TASK SET:
1/ From the biography of the para-cyclist Bianca Woolford, write out the stretch from "Sports career" through "Women's Trial Trial.".
2/ According to the biography of the para-cyclist Bianca Woolford, how often did she have to travel to the South Australian Sports Institute for coaching?
3/ Continue the biography of the para-cyclist Bianca Woolford from the point where it stops.

READING TEXT:
Bianca Woolford  (born 20 July 1991)  is an Australian para-cyclist with cerebral palsy. In 2014, she won two silver medals at the UCI Para-cycling Road World Championships.

Personal
Woolford was born 20 July 1991 in Whyalla, South Australia. She has cerebral palsy, which was caused from a seizure due to asphyxiation at birth. Her parents are Tania and Michael.  She lives in Port Lincoln, South Australia.

Sports career
At the age of eighteen, she attended an Australian Paralympic Committee Talent Search day in Adelaide, South Australia. Subsequently, she attended a training day the South Australian Sports Institute (SASI) and offered a scholarship. Ben Cook was appointed her coach. Being located in Port Lincoln, she was required to travel to SASI once every two weeks for coaching. In 2013,at the  National Para-Cycling Road Championships in Echuca, Victoria, she won a gold medal in the Women's Trial Trial.

Dataset rows on where objects appear

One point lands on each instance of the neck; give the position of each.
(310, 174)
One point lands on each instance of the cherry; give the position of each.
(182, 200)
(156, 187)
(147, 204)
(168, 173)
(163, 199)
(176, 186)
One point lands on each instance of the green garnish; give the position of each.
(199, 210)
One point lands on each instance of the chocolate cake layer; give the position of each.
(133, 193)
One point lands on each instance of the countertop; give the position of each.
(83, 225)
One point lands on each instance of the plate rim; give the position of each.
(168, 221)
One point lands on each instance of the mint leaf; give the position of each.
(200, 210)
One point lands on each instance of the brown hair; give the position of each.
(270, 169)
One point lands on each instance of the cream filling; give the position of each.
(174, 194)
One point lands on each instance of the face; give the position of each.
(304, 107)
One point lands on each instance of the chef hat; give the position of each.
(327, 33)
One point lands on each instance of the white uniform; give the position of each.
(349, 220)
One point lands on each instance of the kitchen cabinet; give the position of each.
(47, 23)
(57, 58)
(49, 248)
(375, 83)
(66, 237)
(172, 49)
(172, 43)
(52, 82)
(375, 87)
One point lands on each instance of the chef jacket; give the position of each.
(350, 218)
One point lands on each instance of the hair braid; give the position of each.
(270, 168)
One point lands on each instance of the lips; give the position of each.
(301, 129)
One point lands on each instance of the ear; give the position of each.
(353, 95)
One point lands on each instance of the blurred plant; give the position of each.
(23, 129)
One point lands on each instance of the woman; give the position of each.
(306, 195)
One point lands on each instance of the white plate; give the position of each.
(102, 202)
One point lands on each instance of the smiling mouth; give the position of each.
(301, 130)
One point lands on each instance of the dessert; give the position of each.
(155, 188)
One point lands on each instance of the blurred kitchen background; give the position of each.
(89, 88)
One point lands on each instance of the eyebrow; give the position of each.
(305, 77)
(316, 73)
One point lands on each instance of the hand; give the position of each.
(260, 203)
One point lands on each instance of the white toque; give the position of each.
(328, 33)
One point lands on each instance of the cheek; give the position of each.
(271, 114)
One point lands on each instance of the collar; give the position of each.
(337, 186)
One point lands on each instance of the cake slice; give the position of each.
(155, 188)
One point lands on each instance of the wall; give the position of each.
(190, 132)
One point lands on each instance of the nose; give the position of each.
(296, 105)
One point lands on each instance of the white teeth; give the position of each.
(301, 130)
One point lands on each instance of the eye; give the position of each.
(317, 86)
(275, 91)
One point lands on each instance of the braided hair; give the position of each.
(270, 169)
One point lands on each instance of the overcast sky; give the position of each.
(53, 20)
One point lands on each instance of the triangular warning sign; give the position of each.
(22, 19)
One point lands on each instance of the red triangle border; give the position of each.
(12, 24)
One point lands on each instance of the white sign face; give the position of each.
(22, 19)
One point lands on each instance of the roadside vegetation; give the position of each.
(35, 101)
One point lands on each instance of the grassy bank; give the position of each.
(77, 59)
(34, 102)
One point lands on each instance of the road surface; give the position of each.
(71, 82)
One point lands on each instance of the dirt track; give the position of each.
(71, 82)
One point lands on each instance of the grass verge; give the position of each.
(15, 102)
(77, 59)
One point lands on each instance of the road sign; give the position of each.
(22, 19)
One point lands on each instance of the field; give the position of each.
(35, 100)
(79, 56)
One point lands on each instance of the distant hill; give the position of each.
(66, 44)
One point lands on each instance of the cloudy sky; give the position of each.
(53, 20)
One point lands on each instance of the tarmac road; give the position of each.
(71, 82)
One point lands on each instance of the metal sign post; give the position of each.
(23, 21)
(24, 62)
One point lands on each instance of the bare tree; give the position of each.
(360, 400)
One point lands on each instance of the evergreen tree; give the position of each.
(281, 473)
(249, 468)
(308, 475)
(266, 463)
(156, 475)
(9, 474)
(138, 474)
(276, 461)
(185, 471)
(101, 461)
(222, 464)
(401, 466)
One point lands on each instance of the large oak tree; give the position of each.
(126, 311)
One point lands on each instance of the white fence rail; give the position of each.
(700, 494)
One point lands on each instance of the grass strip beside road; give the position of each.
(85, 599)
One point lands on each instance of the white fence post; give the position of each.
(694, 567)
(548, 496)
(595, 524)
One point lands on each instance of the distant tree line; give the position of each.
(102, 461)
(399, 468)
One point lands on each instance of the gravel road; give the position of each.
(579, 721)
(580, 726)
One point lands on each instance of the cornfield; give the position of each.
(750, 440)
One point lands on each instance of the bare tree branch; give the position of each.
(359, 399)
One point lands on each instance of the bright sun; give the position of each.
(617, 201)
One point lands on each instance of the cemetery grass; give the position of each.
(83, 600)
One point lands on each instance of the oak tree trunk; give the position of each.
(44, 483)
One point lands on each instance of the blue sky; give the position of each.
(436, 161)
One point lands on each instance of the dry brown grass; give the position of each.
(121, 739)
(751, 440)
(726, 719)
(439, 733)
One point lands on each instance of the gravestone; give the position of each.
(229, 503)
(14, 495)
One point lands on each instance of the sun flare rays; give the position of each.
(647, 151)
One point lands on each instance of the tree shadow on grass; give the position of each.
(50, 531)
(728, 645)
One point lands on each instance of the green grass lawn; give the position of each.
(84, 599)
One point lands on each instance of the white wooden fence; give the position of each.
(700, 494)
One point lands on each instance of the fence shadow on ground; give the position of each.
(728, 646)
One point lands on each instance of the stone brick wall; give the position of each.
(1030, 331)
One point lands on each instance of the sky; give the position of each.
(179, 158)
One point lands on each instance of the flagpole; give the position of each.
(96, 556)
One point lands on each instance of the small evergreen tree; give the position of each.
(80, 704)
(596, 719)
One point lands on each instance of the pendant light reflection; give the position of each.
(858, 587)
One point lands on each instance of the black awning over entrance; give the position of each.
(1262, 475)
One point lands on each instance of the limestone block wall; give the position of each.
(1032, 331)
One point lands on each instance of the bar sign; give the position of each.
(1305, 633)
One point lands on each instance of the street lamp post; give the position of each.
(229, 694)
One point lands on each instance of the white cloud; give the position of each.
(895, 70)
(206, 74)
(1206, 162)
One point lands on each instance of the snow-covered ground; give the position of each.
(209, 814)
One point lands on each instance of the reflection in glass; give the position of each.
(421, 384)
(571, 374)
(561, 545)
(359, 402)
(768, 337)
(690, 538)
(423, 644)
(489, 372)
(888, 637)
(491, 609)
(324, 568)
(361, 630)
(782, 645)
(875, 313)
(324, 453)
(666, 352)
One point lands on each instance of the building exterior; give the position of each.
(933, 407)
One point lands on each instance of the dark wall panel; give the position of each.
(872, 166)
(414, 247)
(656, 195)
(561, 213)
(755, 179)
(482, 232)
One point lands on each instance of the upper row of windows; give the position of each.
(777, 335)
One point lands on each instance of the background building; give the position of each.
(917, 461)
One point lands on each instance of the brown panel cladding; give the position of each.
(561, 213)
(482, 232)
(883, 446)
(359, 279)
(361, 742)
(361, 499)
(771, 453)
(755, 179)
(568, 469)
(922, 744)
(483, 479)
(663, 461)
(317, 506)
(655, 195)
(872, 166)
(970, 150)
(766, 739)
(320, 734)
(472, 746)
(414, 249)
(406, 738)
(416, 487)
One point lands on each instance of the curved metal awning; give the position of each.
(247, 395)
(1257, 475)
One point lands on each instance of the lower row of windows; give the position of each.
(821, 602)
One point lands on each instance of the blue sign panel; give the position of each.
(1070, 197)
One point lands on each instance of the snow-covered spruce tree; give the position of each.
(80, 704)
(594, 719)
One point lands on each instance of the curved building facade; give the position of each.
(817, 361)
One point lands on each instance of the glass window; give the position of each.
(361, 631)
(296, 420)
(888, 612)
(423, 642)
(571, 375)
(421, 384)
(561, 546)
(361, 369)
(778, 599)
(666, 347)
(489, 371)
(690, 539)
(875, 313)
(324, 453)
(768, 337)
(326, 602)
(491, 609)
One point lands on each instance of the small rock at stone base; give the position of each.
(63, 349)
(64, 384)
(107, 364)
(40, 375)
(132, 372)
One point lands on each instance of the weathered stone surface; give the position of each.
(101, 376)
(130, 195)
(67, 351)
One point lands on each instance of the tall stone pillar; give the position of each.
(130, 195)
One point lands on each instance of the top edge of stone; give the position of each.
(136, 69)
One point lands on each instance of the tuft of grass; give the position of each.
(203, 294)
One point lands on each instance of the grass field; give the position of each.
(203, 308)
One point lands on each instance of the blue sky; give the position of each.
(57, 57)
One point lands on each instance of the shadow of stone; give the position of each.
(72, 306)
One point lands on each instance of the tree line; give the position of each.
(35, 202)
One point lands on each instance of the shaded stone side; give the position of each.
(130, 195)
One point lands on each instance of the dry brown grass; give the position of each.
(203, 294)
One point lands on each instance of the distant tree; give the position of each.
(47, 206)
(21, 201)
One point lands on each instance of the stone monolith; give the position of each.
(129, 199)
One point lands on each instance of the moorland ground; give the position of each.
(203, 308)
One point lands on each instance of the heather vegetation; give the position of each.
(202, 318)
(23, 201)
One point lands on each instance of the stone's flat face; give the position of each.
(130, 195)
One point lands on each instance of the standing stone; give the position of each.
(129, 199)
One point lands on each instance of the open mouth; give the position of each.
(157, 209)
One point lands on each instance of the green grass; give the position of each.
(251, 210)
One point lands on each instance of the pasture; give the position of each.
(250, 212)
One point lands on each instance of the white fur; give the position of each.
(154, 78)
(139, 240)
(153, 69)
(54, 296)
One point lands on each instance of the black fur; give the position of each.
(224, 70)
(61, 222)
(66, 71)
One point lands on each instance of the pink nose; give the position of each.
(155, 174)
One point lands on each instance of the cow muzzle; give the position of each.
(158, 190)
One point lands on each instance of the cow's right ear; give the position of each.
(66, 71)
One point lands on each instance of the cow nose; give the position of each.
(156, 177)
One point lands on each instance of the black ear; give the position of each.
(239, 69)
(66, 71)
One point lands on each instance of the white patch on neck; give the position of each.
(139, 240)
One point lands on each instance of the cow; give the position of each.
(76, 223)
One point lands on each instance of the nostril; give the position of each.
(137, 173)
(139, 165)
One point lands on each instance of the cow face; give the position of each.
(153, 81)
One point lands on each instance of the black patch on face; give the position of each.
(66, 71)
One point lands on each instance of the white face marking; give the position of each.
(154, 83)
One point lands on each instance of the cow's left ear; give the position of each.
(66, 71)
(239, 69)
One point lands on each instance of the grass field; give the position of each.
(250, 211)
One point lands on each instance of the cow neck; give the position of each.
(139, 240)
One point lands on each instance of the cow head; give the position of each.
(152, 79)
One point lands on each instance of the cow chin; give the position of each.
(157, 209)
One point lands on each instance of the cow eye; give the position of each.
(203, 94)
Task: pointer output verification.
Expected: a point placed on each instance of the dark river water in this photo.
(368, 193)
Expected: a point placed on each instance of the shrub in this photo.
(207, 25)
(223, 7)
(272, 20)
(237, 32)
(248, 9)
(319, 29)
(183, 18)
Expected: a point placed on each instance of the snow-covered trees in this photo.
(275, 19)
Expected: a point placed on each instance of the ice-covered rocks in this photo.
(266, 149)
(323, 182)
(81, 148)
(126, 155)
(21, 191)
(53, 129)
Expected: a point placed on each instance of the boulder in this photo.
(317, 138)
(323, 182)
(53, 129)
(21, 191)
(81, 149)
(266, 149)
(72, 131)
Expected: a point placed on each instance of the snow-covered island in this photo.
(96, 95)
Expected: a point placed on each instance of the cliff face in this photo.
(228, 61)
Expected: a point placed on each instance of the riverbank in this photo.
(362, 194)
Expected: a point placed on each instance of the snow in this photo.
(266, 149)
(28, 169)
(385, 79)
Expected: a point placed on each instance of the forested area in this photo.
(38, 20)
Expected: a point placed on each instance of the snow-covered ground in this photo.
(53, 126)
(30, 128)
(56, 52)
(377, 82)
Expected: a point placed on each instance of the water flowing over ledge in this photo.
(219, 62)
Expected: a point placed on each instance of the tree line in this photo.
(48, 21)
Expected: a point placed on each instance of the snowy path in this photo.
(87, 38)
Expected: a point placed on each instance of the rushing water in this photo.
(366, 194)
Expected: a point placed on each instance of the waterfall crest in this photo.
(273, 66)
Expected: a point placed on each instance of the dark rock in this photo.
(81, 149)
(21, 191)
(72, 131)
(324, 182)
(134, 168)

RESPONSES:
1/
Sports career
At the age of eighteen, she attended an Australian Paralympic Committee Talent Search day in Adelaide, South Australia. Subsequently, she attended a training day the South Australian Sports Institute (SASI) and offered a scholarship. Ben Cook was appointed her coach. Being located in Port Lincoln, she was required to travel to SASI once every two weeks for coaching. In 2013,at the  National Para-Cycling Road Championships in Echuca, Victoria, she won a gold medal in the Women's Trial Trial.

2/ Once every two weeks.

3/
In 2014, at her first UCI Para-cycling Road World Championship in Greenville, South Carolina, she won silver medals in the Women's Time Trial T1 and Women's Road Race T1.

At the 2015 UCI Para-cycling Road World Championships, Nottwil, Switzerland, she finished fourth in the Women's Time Trial T1 and Women's Road Race T1.

Recognition
2014 - South Australian Institute of Sport Female Athlete with a Disability of the Year.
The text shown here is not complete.